A run of lines
_ _ _ _ _ _ _
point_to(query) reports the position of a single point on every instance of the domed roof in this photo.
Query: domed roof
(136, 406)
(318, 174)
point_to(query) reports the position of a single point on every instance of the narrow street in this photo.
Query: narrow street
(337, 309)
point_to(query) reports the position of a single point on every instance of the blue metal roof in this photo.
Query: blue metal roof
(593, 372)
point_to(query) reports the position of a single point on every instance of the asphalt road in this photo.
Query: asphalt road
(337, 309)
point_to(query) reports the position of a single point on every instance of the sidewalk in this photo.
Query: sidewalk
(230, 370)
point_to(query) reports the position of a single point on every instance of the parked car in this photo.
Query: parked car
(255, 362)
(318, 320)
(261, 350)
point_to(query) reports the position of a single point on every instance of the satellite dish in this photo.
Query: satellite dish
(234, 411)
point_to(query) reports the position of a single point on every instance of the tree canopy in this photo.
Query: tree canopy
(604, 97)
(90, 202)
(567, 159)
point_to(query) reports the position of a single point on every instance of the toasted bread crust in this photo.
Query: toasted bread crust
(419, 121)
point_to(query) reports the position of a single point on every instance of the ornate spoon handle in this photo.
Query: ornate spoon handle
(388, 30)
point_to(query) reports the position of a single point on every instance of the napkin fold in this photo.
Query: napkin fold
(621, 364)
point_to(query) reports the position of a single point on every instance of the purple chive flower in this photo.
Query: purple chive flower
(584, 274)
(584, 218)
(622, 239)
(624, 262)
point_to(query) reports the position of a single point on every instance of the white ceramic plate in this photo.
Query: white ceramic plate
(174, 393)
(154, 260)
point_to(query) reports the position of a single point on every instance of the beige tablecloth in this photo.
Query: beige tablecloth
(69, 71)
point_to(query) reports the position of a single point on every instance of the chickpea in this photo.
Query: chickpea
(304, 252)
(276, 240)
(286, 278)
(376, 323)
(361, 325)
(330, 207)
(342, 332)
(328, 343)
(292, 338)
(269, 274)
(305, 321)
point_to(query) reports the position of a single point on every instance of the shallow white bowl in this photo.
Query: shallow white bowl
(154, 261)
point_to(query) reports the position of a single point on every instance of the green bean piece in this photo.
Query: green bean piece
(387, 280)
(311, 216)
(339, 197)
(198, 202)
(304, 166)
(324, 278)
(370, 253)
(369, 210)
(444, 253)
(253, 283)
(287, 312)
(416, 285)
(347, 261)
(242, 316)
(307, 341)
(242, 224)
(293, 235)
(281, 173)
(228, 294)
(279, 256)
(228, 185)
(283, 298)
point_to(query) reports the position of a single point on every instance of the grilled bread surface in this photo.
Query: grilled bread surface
_ _ _ _ _ _ _
Copy these lines word for word.

▶ **Solution to this exercise**:
point_to(query) reports the position of a single point on every instance of the domed roof in this photo.
Query: domed roof
(136, 406)
(318, 174)
point_to(query) reports the position of a single point on every instance of the narrow street in this photo.
Query: narrow street
(337, 309)
point_to(query) reports the position of a single point on every instance of the blue metal roof in this photo.
Query: blue metal roof
(593, 372)
point_to(query) reports the position of a single point on every instance of the asphalt road in this photo.
Query: asphalt road
(337, 309)
point_to(query) reports the position of a single point on every instance of the sidewalk in this photo.
Query: sidewalk
(230, 370)
point_to(query) reports the position of a single point on every instance of the parked car in this photo.
Query: parked car
(255, 362)
(318, 320)
(261, 350)
point_to(query) reports the position of a single point on every instance of the satellite dish in this photo.
Query: satellite dish
(234, 411)
point_to(query) reports the position of a single point on every instance of the tree canopy in this photo.
Query: tree canopy
(604, 97)
(90, 202)
(567, 159)
point_to(query) reports the position of a single point on every instance of the toasted bread crust in this photo.
Query: toasted bread crust
(419, 121)
point_to(query) reports the position of a single point on every instance of the ornate spoon handle in this photo.
Query: ornate spoon handle
(388, 30)
point_to(query) reports the position of a single point on every instance of the napkin fold in this photo.
Query: napkin fold
(621, 364)
point_to(query) reports the position of a single point on every instance of the purple chive flower in this photo.
Query: purple chive flower
(584, 274)
(584, 218)
(622, 239)
(624, 262)
point_to(query) reports the position of a single point on every instance of the white ceramic plate in this photo.
Query: white ceramic plate
(174, 393)
(154, 260)
point_to(query) reports the position of a single point on every instance of the beige tablecloth in this photo.
Query: beige tablecloth
(69, 71)
point_to(query) reports the position of a single point on every instance of the chickpea in this photo.
Query: chickpea
(304, 252)
(276, 240)
(286, 278)
(376, 323)
(361, 325)
(330, 207)
(342, 332)
(328, 343)
(292, 338)
(269, 274)
(305, 321)
point_to(query) reports the position of a single point on every instance of the shallow white bowl in this photo.
Query: shallow white bowl
(154, 261)
point_to(query) reports the position of a single point on every instance of the green bean piece in this photo.
Query: green bean piece
(387, 280)
(311, 216)
(339, 197)
(198, 202)
(304, 166)
(324, 278)
(370, 253)
(369, 210)
(444, 253)
(253, 283)
(287, 312)
(416, 285)
(347, 261)
(242, 316)
(307, 341)
(242, 224)
(293, 235)
(281, 173)
(228, 294)
(279, 256)
(228, 185)
(283, 298)
point_to(query) reports the position of a single point on every instance of the grilled bread surface in this photo.
Query: grilled bread surface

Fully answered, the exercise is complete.